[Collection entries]
--- START ---
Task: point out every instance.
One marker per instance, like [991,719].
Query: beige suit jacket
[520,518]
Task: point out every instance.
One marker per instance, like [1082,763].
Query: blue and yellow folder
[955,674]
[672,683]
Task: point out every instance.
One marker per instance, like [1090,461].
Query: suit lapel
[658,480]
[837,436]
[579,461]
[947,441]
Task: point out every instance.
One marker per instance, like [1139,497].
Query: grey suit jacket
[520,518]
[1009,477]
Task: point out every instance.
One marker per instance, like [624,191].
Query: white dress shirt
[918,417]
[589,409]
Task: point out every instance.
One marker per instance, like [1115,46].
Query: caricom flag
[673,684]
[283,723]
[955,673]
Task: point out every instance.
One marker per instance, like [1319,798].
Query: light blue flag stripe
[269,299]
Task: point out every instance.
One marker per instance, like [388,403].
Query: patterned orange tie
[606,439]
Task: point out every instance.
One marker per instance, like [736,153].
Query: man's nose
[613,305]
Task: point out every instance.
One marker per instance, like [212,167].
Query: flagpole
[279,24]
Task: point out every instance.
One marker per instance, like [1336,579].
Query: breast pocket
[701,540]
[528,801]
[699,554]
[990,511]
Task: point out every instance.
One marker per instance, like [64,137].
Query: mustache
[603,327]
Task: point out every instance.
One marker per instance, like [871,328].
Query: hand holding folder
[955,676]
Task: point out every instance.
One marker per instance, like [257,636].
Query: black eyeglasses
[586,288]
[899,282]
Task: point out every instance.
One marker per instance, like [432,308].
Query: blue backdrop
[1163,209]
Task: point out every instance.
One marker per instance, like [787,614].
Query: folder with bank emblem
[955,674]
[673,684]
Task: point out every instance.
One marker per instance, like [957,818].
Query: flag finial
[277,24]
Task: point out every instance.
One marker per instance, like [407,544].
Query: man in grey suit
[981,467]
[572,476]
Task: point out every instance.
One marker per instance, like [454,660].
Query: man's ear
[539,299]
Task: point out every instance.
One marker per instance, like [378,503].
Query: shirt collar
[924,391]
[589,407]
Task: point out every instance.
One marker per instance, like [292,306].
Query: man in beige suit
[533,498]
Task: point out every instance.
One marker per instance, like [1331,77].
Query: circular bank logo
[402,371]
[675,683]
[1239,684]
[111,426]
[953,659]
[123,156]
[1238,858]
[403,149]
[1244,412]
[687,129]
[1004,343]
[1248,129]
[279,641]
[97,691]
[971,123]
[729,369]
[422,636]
--- END ---
Line by line, transcribe all of the records exactly.

**Solved problem**
Task: point out every instance.
One marker per instance, like [991,719].
Query: beige suit jacket
[520,518]
Task: point out every instance.
One marker per instance, like [1082,763].
Query: blue and yellow folder
[955,674]
[672,683]
Task: point out every instance.
One marker per instance, like [1090,461].
Query: suit lapel
[658,480]
[837,436]
[579,461]
[947,441]
Task: point out every instance.
One marker per instance, like [1139,497].
Query: grey suit jacket
[520,518]
[1009,477]
Task: point out every instance.
One marker per instance, like [624,191].
Query: white dress shirt
[918,417]
[589,409]
Task: point out every instance.
One marker per instance, like [1115,46].
Query: caricom flag
[673,684]
[283,723]
[955,673]
Task: point out every instance.
One marker per instance, like [1319,798].
Query: light blue flag stripe
[269,299]
Task: point out every instance.
One marker per instance, like [388,403].
Query: patterned orange tie
[606,439]
Task: point out every instance.
One marker per instance, like [736,153].
Query: man's nose
[613,305]
Task: point out every instance.
One marker per instance, like [212,167].
Query: flagpole
[279,24]
Task: point out every instance.
One marker per instance, like [1336,579].
Query: breast pocket
[701,540]
[528,801]
[699,554]
[990,511]
Task: point out every instance.
One marker per instance, like [64,137].
Query: mustache
[603,327]
Task: point out every instance.
One marker per instance, like [871,328].
Query: hand holding folder
[955,676]
Task: point out every instance.
One marker per instance, like [257,636].
Query: black eyeglasses
[586,288]
[899,282]
Task: point out every instance.
One marker per instance, like [432,308].
Query: blue backdrop
[1163,209]
Task: point out every instance.
One marker per instance, like [787,614].
Query: folder with bank emblem
[955,674]
[673,684]
Task: point out every instance.
One marker per instance, like [957,818].
Query: flag finial
[277,24]
Task: point out every instance.
One marker per instance, like [407,544].
Query: man in grey suit
[981,467]
[572,476]
Task: point out every instance.
One marker per instance, like [454,660].
Query: man's ear
[539,299]
Task: point out every instance.
One marker per instance, like [378,503].
Query: shirt collar
[924,391]
[589,407]
Task: point out every instance.
One marker per instance, like [292,306].
Query: man in beige suit
[533,498]
Task: point out every instance.
One marker per instance, like [1331,77].
Query: circular bank logo
[402,371]
[675,683]
[1239,684]
[111,426]
[953,659]
[123,156]
[1238,858]
[403,149]
[1244,412]
[687,129]
[1004,343]
[1248,129]
[279,641]
[97,691]
[971,123]
[729,369]
[422,636]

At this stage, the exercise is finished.